• _Brano proposto_:
---------------

Il concorso di persone nel reato proprio
[ torna al sommario ]
Ripartizione nota tra i delitti è quella che distingue i reati comuni dai reati propri. È comune il reato che può essere commesso da chiunque, è invece proprio il reato che può essere commesso solo da determinati soggetti qualificati all’interno dell’ordinamento giuridico. Avere una qualifica, sia che essa sia riconosciuta formalmente, sia che il soggetto eserciti di fatto una determinata funzione “qualificata”, lo pone in una particolare relazione con determinati beni giuridici; ed è questo il motivo per cui proprio il soggetto qualificato e non altri può essere in grado di lederlo.
Reati propri esclusivi e non esclusivi
[ torna al sommario ]
Tra i reati propri vanno poi distinti i reati propri esclusivi da quelli non esclusivi. I primi contemplano quei fatti che se commessi dal soggetto non qualificato non costituiscono reato. I secondi si riferiscono a quei fatti che se commessi dal soggetto non qualificato costituiscono sempre reato ma a titolo diverso.
Il concorso dell’estraneo nel reato proprio si atteggia diversamente a seconda che quest’ultimo sia un reato proprio esclusivo o non esclusivo. Nel primo caso il concorrente dovrà infatti essere a conoscenza della qualifica soggettiva dell’intraneo, e ciò in ossequio al principio di colpevolezza, mentre nel secondo caso potrà anche ignorare la qualifica e tuttavia risponderà comunque del reato proprio in concorso con l’intraneo ex art. 117 c.p. e non del diverso reato autonomamente attribuitogli dall’ordinamento. Benché in tal caso il concorrente sia punito in maniera più tenue la norma in questione è sospetta di incostituzionalità per la mancata completa partecipazione psichica dell’estraneo nel reato commesso materialmente dall’intraneo del quale, come detto, l’estraneo non conosce la qualifica. Non a caso parte della dottrina ha affermato che l’art. 117 c.p. è una disposizione che contempla un caso di responsabilità oggettiva e ha insistito perché si legga alla luce dei principi costituzionali e che anche in tal caso si dovrebbe affermare la necessità che l’estraneo sia a conoscenza della qualifica dell’intraneo.
Vi è poi la possibilità che vi sia concorso nel reato proprio anche quando l’esecutore materiale non sia l’intraneo ma l’estraneo. In tal caso si afferma che il concorso dell’estraneo nel reato proprio è ammissibile solo laddove l’intraneo rimanga comunque il “dominus” dell’azione.
Concorso omissivo
[ torna al sommario ]
Il concorso di persone può realizzarsi in forma omissiva ex art. 40 e 110 c.p., qualora vi sia una fonte legale – per alcuni anche qualora un soggetto assuma di fatto determinate posizioni di garanzia – che preveda obblighi in capo a determinati soggetti di impedire l’altrui commissione di reati. In tal caso il cosiddetto garante deve avere il potere e il dovere, prescritto da una fonte legale, di impedire i reati altrui. Deve poi necessariamente sussistere l’elemento soggettivo che può ravvisarsi nella consapevolezza del garante che i soggetti sottoposti alla sua vigilanza stanno commettendo reati (è necessario almeno il dolo eventuale del garante che è possibile dedurre dalla conoscenza che questi aveva di alcuni “campanelli d’allarme” indicativi della commissione del reato). Infine, il concorso omissivo ex art. 40 c.p. è immaginabile solo ove vi sia un evento (in tal caso il reato altrui).

---------------

• _Dati da usare_:

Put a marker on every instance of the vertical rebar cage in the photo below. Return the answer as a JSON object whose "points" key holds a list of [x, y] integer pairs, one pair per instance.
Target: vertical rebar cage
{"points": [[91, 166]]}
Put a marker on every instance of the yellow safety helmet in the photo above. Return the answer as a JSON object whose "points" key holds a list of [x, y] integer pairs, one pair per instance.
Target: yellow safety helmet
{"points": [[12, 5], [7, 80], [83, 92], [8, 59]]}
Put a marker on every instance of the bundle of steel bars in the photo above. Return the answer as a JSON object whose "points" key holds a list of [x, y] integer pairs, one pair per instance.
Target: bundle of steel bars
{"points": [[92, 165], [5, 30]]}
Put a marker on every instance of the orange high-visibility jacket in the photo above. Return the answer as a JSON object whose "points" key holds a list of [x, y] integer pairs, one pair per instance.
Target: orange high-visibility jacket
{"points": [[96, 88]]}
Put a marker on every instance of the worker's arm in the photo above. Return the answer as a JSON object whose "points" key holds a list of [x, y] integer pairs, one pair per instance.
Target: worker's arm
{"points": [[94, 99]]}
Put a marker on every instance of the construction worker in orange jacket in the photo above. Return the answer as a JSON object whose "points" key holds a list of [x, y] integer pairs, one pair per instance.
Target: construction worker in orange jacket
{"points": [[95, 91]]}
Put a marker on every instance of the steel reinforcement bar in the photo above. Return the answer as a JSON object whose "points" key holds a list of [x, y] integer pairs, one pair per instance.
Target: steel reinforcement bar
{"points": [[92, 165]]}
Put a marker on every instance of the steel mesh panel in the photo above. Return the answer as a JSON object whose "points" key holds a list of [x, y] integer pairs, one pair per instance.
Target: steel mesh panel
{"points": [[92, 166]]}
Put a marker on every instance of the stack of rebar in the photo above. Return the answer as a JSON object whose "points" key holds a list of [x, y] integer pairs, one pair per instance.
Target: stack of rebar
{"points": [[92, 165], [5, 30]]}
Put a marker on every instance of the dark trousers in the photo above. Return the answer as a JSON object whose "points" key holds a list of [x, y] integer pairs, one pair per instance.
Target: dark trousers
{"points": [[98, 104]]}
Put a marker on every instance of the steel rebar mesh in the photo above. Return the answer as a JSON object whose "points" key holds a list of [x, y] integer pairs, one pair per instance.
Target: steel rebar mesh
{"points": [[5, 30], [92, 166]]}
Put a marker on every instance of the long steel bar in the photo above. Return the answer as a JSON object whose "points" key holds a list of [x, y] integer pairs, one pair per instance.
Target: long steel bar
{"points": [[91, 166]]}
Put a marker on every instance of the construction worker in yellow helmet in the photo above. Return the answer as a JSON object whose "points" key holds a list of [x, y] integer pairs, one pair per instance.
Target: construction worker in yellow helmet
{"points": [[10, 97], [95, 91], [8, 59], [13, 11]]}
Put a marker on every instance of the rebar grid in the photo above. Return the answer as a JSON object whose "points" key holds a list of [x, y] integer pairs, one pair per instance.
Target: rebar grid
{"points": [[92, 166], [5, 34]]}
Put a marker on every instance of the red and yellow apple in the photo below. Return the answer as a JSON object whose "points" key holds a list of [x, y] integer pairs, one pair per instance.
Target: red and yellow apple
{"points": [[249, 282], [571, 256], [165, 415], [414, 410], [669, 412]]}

---------------

• _Esercizi da svolgere_:
#1 Individua e copia tutte le righe dei record che contengono la parola "vertical", facendo attenzione a maiuscole e minuscole.
#2 Scrivi il seguito del brano sul concorso di persone nel reato proprio, partendo dopo la sua ultima frase.

• _Le risposte_:
#1
Put a marker on every instance of the vertical rebar cage in the photo below. Return the answer as a JSON object whose "points" key holds a list of [x, y] integer pairs, one pair per instance.
Target: vertical rebar cage

#2
Concorso esterno in associazione a delinquere di stampo mafioso
[ torna al sommario ]
Particolare interesse ha poi il dibattito relativo al concorso esterno in associazione a delinquere di stampo mafioso, nonché, nell’ambito della stessa associazione, il concorso di chi riveste ruoli apicali per i delitti, cosiddetti eccellenti, perpetrati dagli associati.
In un primo momento la giurisprudenza affermava che perché potesse configurarsi il concorso esterno nel reato associativo, occorreva che l’estraneo, ovvero il soggetto privo dell’affectio societatis e non inserito stabilmente nell’associazione, apportasse un contributo, morale o materiale, che potesse ridare stabilità all’associazione in un momento in cui quest’ultima versasse in uno stato di crisi e di fibrillazione.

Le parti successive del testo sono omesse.